--- Start of INPUT FOR THIS TASK ---
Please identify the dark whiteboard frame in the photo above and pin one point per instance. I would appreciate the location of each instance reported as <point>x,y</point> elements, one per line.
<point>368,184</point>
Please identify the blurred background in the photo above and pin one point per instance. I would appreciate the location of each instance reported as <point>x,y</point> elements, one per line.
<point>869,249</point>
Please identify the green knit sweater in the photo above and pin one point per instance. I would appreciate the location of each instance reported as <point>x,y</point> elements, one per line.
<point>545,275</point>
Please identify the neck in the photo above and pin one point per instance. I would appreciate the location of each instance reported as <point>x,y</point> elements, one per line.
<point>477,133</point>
--- End of INPUT FOR THIS TASK ---
> _YOUR INSTRUCTIONS_
Rewrite all the rows above, switching "pin" to "mark" wherever it occurs and leaving everything else as it is.

> _CORRECT ANSWER_
Please identify the dark whiteboard frame in the photo above and mark one point per instance. I would appreciate the location of each instance reported as <point>x,y</point> elements, one per line.
<point>368,184</point>
Please identify the blurred background in the photo above and mark one point per instance. I would appreciate the location of each instance reported as <point>x,y</point> elements, one per line.
<point>869,249</point>
Please identify the green knit sweater in the photo above and mark one point per instance. I would appreciate the location of each instance reported as <point>x,y</point> elements, one per line.
<point>545,275</point>
Please identify the neck in the photo above and mark one point per instance. I would appreciate the location of each instance reported as <point>x,y</point> elements, one per line.
<point>477,133</point>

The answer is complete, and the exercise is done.